_Short exercise_:
Tally the lines below that contain the string "shirt", treating uppercase and lowercase letters as different, and reply with the count alone.

_Provided data_:
↓
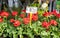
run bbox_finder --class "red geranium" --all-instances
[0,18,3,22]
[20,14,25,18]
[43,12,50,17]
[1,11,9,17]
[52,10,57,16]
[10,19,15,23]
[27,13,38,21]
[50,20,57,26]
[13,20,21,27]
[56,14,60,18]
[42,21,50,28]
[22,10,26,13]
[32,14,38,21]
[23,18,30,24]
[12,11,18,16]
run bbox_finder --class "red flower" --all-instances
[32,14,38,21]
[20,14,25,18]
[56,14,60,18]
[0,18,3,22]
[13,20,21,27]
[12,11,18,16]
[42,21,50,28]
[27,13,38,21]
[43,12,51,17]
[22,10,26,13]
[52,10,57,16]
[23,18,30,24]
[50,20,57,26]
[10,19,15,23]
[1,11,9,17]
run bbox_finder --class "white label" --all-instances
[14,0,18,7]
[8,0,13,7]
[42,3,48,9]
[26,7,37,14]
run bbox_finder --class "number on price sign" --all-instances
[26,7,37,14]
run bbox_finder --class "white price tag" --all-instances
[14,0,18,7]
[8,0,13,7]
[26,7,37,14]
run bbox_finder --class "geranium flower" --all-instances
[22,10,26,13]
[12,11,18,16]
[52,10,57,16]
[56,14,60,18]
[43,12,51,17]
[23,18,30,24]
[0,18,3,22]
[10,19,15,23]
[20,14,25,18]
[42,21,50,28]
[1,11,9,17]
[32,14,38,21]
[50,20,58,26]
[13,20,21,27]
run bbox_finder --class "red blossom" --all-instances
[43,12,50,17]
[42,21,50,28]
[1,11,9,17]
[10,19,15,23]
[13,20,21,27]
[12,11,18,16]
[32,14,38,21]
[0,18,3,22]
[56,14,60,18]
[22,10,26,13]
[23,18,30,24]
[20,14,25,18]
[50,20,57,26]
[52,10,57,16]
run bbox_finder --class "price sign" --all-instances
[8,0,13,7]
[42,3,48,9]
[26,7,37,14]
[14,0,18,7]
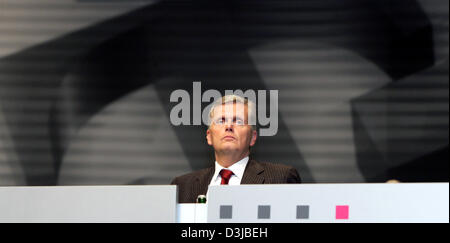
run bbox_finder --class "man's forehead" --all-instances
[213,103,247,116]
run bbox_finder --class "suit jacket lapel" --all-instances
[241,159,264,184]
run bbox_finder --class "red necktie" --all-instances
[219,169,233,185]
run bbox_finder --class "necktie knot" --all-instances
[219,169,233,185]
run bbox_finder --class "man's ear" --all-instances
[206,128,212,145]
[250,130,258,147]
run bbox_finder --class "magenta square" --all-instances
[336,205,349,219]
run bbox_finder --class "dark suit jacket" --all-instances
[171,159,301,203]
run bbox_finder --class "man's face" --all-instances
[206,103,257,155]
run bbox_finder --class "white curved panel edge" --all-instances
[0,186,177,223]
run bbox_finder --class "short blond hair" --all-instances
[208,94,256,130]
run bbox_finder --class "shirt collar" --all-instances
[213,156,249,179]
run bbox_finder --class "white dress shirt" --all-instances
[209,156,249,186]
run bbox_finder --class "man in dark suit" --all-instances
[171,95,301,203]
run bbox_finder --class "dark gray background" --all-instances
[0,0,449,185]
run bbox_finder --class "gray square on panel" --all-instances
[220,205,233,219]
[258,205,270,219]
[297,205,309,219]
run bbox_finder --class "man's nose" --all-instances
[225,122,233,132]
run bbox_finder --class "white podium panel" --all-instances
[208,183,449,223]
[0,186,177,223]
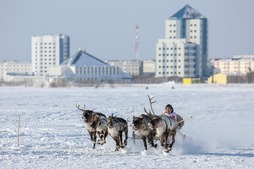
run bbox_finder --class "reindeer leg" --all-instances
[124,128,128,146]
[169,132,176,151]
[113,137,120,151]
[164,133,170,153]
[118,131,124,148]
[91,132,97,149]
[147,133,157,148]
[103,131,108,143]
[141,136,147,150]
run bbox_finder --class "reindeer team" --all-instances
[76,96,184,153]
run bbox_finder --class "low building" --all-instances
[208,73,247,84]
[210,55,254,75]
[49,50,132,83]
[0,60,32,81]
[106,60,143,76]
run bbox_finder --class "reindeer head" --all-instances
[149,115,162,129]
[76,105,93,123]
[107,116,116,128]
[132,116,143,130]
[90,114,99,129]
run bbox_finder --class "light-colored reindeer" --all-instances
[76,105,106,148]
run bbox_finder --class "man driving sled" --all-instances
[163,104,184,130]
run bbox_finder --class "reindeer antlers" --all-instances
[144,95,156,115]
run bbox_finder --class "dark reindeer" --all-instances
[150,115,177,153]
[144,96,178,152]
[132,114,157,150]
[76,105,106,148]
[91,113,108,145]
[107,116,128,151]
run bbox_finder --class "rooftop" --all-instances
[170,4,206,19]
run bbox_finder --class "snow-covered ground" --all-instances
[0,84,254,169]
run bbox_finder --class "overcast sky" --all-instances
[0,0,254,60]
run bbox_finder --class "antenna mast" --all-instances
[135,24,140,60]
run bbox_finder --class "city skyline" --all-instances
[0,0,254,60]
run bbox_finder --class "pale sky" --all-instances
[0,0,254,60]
↑
↓
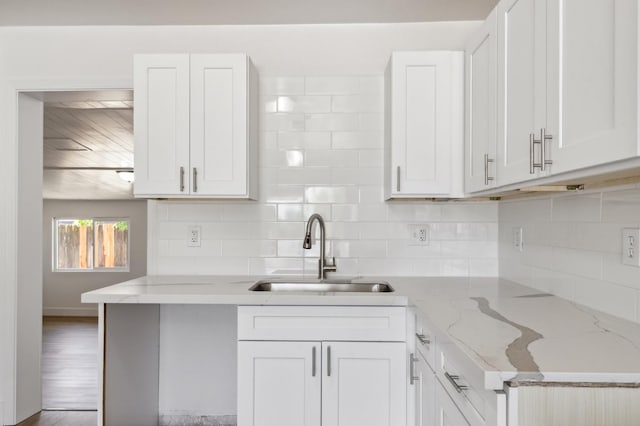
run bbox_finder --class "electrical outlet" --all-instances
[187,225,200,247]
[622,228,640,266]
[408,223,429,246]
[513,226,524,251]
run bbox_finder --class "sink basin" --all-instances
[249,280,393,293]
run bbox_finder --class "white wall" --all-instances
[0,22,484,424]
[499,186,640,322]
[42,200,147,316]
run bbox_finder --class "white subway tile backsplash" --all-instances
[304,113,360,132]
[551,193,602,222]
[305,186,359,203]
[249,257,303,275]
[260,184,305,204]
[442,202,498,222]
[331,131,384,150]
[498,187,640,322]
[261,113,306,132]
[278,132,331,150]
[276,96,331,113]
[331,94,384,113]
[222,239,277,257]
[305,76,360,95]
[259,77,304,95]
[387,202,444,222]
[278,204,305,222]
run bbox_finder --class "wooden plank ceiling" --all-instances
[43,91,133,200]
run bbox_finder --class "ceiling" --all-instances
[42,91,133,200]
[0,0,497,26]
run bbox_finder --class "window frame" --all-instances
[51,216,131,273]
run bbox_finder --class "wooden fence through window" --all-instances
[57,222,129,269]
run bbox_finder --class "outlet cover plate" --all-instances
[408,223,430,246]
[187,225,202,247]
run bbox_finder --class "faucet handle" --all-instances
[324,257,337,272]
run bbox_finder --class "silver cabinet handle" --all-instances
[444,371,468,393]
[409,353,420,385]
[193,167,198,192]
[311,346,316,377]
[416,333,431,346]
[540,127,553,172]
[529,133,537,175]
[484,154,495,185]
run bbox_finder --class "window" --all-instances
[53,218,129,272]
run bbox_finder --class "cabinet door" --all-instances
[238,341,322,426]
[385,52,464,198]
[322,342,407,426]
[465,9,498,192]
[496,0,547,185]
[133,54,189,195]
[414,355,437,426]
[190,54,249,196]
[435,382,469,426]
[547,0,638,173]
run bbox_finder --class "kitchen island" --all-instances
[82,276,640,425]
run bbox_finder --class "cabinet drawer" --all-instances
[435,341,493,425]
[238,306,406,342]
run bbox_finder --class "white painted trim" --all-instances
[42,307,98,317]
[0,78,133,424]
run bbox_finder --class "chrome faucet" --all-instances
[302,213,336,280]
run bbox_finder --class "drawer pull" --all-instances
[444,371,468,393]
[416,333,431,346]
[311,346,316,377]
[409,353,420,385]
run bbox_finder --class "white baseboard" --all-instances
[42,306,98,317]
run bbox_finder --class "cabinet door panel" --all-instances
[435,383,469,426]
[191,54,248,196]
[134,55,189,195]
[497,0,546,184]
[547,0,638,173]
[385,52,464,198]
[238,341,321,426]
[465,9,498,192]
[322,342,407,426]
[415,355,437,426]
↑
_Solution below_:
2